## Point placement rows
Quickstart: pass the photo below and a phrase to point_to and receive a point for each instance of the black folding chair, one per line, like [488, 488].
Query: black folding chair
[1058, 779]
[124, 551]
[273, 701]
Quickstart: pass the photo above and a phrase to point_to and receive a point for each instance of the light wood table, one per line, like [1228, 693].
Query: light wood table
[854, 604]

## Your instructions
Reproduce every row above line for line, without changing anything.

## Result
Quickstart: pass the photo below and a phrase to point_to and receive a point for each instance of the black folding chair, one per line, like [488, 488].
Query: black folding chair
[1058, 779]
[124, 551]
[273, 701]
Quickstart: pass the photo above and a phrase to point_to and receive a point for each instance of the light wood table, one per line, like [1228, 693].
Query: light wood table
[854, 604]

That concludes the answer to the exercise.